**PROBLEM DESCRIPTION**.
List the states named as areas affected in the summary of the tornado outbreak article below.

**PASSAGE**.
________________________________________
March 1997 tornado outbreak

Meteorological history
- Duration: March 1–2, 1997

Tornado outbreak
- Tornadoes: 39 confirmed
- Max. rating: F4 tornado
- Duration: 32 hours

Overall effects
- Casualties: 27 deaths, 464 injuries
- Damage: $115 million-$120 million (1997 USD)
- Areas affected: Arkansas, Mississippi, Kentucky, and Tennessee
- Part of the tornadoes of 1997

= March 1997 tornado outbreak =

Weather event in the United States

The March 1997 tornado outbreak was a major tornado outbreak that struck portions of the central and southern United States on March 1–2, 1997. Affecting areas mostly from Arkansas to Kentucky, the outbreak produced 58 tornadoes, including three violent (F4) tornadoes, and killed at least 27 people, including 25 in Arkansas alone and one death each in Mississippi and Tennessee. This was Arkansas' deadliest tornado outbreak since May 15, 1968, when 34 were killed in Jonesboro. Severe flooding also occurred across the Ohio and Tennessee Valleys, resulting in 16 Ohio counties and 44 Kentucky counties being declared disaster areas. The flash floods and damaging wind elsewhere caused 34 deaths across six states including 19 in Kentucky, five in Ohio, five in Tennessee, two in Texas and three in West Virginia. Damage estimates were about $1 billion (1997 USD) while 75,000 homes were damaged.
________________________________________
Stored entries
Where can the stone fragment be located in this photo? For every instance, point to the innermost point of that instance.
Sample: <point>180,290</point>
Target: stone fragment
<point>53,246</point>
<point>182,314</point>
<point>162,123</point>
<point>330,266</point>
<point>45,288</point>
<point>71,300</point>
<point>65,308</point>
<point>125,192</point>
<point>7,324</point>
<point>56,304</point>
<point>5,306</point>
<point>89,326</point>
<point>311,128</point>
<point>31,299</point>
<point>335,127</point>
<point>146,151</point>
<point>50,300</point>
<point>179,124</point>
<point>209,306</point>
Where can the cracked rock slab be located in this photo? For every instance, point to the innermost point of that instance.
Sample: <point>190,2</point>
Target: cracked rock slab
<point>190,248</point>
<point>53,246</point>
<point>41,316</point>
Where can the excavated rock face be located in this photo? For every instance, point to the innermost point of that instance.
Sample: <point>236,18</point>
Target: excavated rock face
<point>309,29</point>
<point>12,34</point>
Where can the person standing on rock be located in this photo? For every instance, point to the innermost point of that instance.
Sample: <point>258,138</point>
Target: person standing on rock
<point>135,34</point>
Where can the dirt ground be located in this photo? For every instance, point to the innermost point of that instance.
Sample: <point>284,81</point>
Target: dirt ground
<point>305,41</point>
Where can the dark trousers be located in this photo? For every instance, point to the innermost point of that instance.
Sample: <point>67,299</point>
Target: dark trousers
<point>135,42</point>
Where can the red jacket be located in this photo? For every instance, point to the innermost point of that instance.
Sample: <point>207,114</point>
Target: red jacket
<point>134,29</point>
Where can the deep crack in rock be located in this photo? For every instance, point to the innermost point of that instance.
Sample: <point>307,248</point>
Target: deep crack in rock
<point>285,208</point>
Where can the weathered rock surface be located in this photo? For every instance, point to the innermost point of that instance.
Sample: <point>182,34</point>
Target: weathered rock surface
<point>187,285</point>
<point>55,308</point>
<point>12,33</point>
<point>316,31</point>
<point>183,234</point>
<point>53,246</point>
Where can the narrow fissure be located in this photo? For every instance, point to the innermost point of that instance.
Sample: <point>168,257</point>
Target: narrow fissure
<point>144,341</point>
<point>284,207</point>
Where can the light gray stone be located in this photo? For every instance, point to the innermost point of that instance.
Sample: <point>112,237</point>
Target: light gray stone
________________________________________
**WRITTEN ANSWER**.
Arkansas, Mississippi, Kentucky, Tennessee